You know... the interesting thing is I don't think very many people have hit on this thread or others like it in the same forum.  When you're in that forum enter "standard" into the search function and see what comes up.  There are several different threads related to the topic that you might find helpful (you might have to go back several pages through the search results).


----------



## caffn8me (Feb 23, 2009)

Forget "white beauty standards" - you can be truly gorgeous no matter what your colour (although I have to confess I have yet to see an attractive green person!).

I'm going to steal something and adapt it here;

*Beauty is for all races, all sexes, all ages*

Just because _you_ don't think you are beautiful doesn't mean that others don't think you are.

Learn to love yourself.  After all, you're stuck with you for life so you might as well get used to it.

You're far better off looking natural than looking as though you've had oodles of plastic surgery and fake.  White beauty standards?  Inspite of of oodles of plastic surgery, I think not.

Have you ever thought about Body dysmorphic disorder?  Go and read about it and come back and tell us what you think.


----------



## caffn8me (Feb 23, 2009)

- [Things to do]:
1. Answer these questions about the forum thread.
(a) What word does the first post suggest entering into the search function?
(b) On what date did caffn8me post?
(c) What condition does caffn8me tell the reader to go and read about?
2. In the forum thread, rewrite the passage that opens with "Learn to love" and closes with "I think not.", replacing "plastic surgery" with "cosmetic surgery".

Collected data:
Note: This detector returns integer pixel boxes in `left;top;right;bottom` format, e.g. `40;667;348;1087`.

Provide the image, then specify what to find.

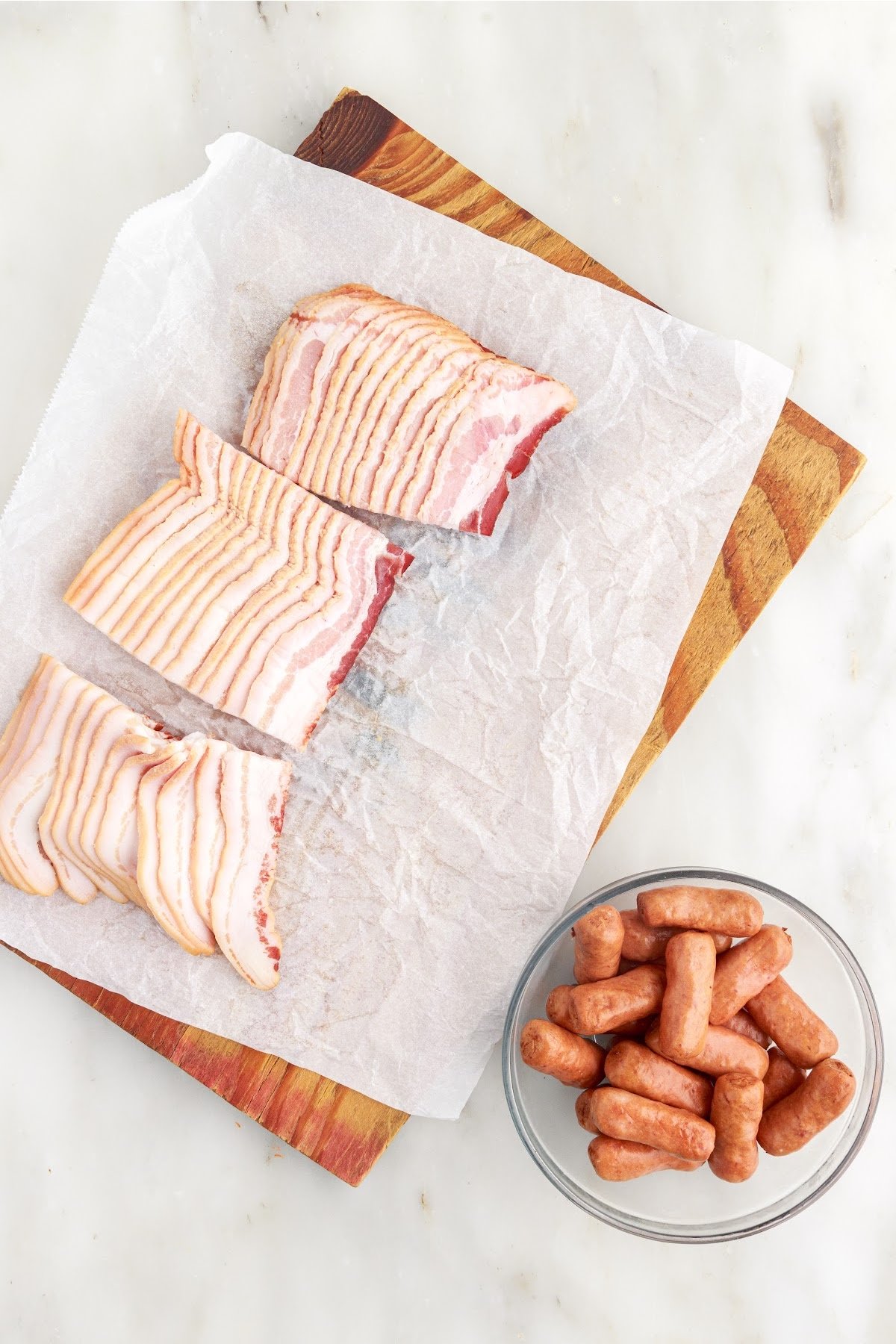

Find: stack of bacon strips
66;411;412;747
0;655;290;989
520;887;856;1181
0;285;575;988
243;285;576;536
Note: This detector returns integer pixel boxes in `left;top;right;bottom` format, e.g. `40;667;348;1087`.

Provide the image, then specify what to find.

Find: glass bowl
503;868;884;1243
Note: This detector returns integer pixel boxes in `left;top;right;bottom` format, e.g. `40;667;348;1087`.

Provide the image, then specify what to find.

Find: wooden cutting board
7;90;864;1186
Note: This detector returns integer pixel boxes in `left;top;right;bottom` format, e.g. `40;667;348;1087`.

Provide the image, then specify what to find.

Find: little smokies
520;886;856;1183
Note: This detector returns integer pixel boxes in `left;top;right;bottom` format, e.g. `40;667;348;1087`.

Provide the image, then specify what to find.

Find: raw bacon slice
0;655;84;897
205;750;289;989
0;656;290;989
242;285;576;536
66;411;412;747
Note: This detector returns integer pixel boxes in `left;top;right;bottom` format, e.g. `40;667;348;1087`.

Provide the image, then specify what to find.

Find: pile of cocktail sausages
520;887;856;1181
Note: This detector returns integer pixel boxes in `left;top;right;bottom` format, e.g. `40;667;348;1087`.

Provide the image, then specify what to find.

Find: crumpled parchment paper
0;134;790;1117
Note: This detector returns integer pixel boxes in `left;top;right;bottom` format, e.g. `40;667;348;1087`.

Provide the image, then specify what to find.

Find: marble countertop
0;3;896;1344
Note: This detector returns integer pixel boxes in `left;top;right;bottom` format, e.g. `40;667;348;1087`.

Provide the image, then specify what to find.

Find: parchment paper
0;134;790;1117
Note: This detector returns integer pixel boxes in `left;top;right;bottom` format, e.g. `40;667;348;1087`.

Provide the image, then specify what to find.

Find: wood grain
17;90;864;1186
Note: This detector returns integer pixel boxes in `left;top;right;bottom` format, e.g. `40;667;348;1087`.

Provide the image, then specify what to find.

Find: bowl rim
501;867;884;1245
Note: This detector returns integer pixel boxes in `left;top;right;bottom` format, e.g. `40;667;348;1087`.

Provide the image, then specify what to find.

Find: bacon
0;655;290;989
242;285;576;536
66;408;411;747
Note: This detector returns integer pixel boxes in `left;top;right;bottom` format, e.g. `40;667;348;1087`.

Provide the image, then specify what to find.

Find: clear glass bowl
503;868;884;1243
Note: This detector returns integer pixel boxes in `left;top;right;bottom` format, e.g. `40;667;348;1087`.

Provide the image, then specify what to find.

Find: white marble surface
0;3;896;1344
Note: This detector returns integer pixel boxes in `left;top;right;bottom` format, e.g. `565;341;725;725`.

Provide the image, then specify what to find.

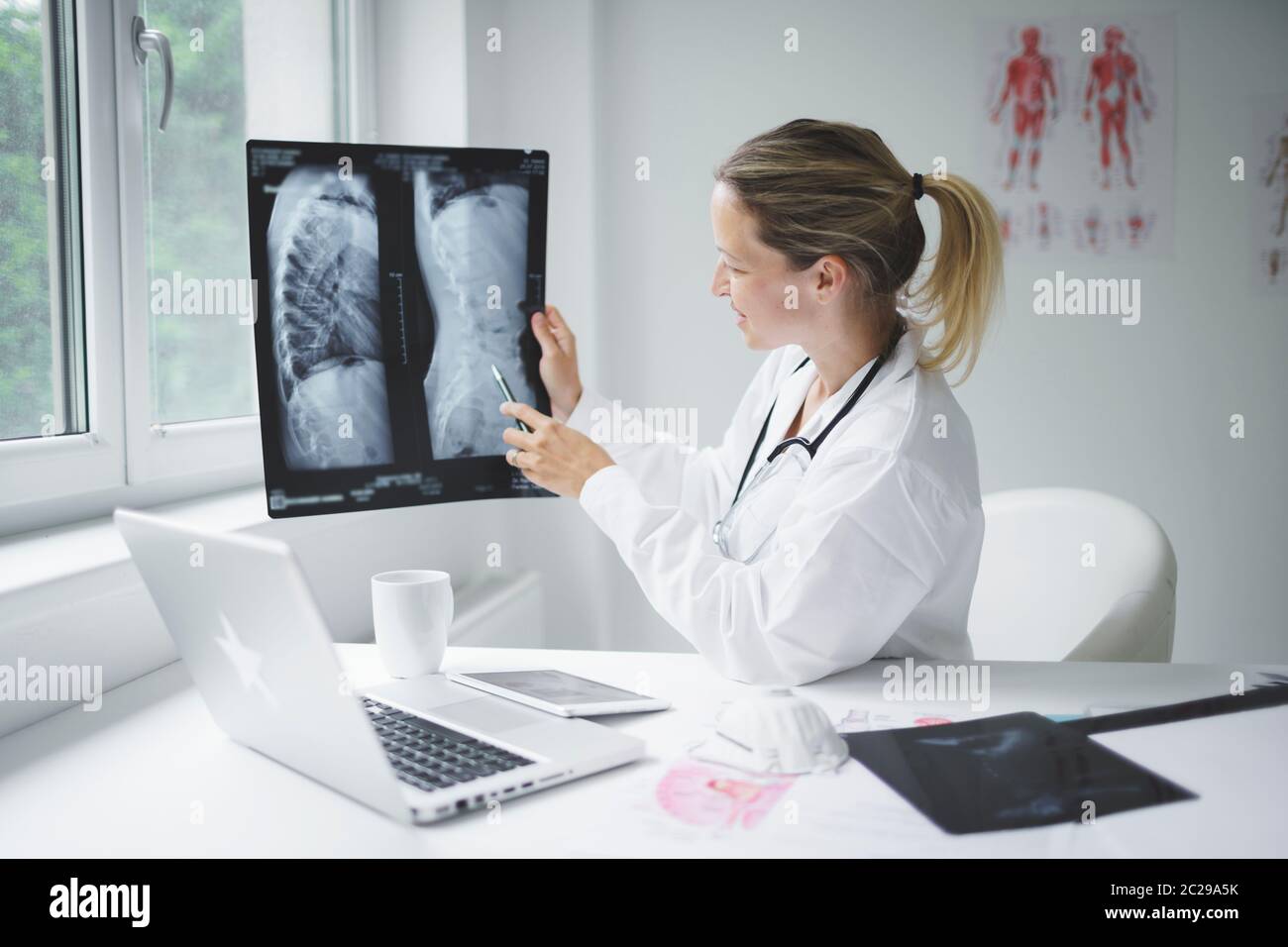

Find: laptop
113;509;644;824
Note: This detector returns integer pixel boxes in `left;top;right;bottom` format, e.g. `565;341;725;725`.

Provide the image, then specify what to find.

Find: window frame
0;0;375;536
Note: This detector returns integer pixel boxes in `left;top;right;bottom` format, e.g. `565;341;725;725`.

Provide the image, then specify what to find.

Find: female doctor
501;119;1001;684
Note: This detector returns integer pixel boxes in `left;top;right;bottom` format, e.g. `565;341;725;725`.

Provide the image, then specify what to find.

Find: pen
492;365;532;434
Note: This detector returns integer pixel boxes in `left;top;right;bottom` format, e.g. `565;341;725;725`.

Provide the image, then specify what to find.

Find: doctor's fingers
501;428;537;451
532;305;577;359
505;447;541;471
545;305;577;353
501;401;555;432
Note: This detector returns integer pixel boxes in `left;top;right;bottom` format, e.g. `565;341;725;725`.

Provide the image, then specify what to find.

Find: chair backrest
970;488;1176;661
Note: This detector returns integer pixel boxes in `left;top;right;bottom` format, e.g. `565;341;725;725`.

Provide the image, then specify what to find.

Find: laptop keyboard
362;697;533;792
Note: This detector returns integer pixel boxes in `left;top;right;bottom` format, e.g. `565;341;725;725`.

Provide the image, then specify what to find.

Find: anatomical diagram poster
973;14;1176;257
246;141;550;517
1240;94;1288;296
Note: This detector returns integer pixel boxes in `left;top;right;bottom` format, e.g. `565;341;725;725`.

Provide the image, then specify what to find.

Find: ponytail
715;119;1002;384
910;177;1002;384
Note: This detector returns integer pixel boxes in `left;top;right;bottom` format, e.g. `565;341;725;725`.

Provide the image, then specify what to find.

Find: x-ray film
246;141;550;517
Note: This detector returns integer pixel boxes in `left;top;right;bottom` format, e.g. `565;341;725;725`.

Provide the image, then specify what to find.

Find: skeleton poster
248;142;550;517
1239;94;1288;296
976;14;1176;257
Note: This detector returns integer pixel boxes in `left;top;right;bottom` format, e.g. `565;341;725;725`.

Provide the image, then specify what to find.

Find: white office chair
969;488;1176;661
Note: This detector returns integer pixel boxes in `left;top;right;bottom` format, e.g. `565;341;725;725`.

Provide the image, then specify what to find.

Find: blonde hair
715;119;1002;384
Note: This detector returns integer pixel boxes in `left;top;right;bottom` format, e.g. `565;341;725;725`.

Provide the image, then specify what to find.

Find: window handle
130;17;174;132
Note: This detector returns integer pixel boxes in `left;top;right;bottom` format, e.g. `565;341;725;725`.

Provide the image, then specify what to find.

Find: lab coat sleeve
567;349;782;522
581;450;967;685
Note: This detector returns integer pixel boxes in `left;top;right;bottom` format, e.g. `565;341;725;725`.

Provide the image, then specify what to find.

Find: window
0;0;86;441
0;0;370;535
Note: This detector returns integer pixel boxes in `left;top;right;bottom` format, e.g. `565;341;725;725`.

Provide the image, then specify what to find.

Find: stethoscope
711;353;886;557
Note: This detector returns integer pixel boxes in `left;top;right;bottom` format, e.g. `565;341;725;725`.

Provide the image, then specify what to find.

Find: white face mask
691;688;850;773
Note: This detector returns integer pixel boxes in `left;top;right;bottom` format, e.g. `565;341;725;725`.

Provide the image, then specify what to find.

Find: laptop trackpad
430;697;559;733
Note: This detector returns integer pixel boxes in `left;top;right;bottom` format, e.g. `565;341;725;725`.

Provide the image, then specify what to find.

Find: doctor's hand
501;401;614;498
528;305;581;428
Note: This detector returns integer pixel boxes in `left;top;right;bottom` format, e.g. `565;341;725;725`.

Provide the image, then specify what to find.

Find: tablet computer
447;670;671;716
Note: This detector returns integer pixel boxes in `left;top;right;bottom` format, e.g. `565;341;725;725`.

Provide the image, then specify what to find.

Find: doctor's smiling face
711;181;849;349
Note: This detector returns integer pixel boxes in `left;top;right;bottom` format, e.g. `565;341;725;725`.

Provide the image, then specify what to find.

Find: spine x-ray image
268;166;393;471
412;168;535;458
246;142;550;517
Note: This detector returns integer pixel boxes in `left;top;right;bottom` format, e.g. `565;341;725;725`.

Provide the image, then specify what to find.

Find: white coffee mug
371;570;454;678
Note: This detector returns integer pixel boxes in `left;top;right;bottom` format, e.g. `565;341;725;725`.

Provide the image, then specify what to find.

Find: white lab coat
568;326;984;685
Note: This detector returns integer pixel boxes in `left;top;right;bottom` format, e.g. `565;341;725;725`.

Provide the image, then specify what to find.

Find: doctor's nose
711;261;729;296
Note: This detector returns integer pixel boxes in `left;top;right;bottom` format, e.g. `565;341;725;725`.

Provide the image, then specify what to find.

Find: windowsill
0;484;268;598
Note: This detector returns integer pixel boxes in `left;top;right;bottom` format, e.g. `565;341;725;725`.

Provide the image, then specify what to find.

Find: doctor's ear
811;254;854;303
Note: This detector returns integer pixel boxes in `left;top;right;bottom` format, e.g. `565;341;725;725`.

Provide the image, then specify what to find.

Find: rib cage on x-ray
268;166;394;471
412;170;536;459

- [Outputs for the tasks]:
1.
(a) "standard"
(b) Feb 23, 2009
(c) Body dysmorphic disorder

2.
Learn to love yourself.  After all, you're stuck with you for life so you might as well get used to it.

You're far better off looking natural than looking as though you've had oodles of cosmetic surgery and fake.  White beauty standards?  Inspite of of oodles of cosmetic surgery, I think not.